(Page text begins)
Oneplace Campin’ Trip ‘03
Our walk-in closet smells like smoke. My clothes are muddy, strewn about the floor in a haphazard path through the kitchen and into the laundry room. I suspect one of these days I will slowly gather up the clothes and realize that I’m supposed to wash them. As for now, I’m nursing the wounds of a four-day fast from showers, clean toilets, and the send/receive button in Outlook Express. Yes, I went camping this weekend with my church. Click on the picture of Steve eating cereal to see the video Steve and I did to announce the camping trip in church (10.4 megs, requires DivX).
I haven’t roughed the camp lifestyle in a long time. I did it about a year ago, and it was far from comfortable – I slept with a rock under my sleeping bag, we stayed next to loud fellow campers who were up until midnight and got up at 5am, I got sick, and then was freezing in the morning. Granola bars for breakfast, urinating into large smelly holes, waking up with Steve invading my 15″ of personal space – essentially, the college lifestyle without a/c.
Camping probably sounds like something I never would want to do again, aside from a personal vice of masochism and machismo. But every time it’s over I think, “Wow, that was great”, and I seem to forget that for 38 hours straight I was in pain from holding back a #2 for fear of falling into the latrine. I hate being dirty and smelly, but that’s all camping is about. It’s a time where not taking showers and cooking hot dogs that fell in the dirt is a moment shared. It’s a bonding experience with nature. And also, one of the experiences where fun and crazy stuff happens:
The Potato Gun

The picture on the right is a video of 10 Pepsi cans being blown up with the potato gun (3.6 megs, requires DivX). The one on the left is of a 2-gallon jug being blasted (1.6 megs, requires DivX).
(Page text ends)
### [Activity 1]
According to the camping trip post, why was the writer in pain for 38 hours straight?
### [Activity 2]
Extract the passage of the camping trip post from "Oneplace Campin’ Trip" to "(10.4 megs, requires DivX).", copying it word for word.
(Supplied data begins)
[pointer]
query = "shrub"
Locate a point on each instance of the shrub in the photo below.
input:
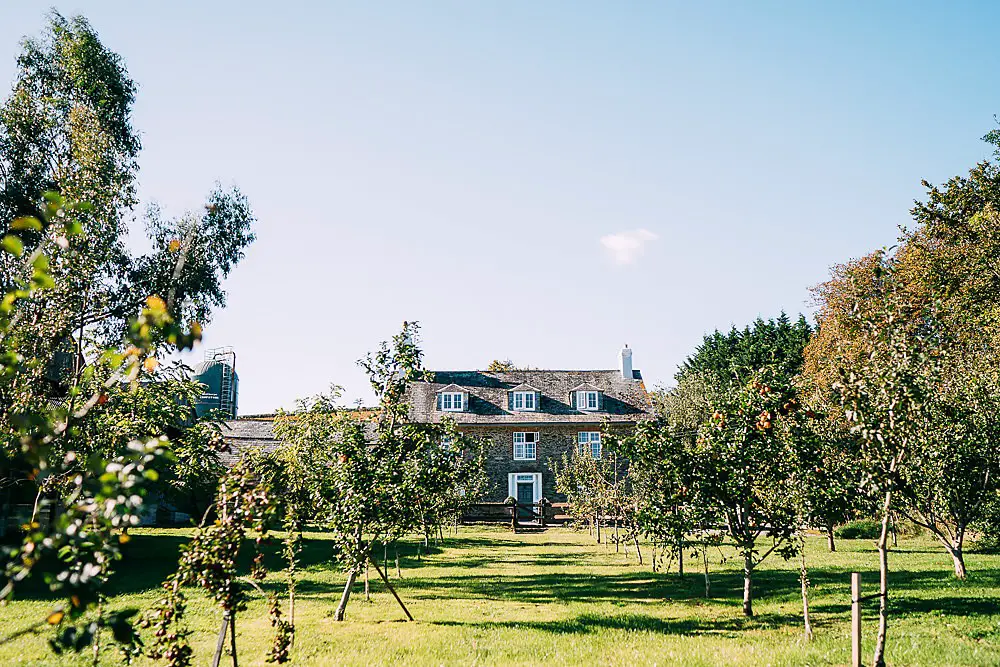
(Supplied data ends)
### [Response box 1]
The writer was holding back a #2 for fear of falling into the latrine.

### [Response box 2]
Oneplace Campin’ Trip ‘03
Our walk-in closet smells like smoke. My clothes are muddy, strewn about the floor in a haphazard path through the kitchen and into the laundry room. I suspect one of these days I will slowly gather up the clothes and realize that I’m supposed to wash them. As for now, I’m nursing the wounds of a four-day fast from showers, clean toilets, and the send/receive button in Outlook Express. Yes, I went camping this weekend with my church. Click on the picture of Steve eating cereal to see the video Steve and I did to announce the camping trip in church (10.4 megs, requires DivX).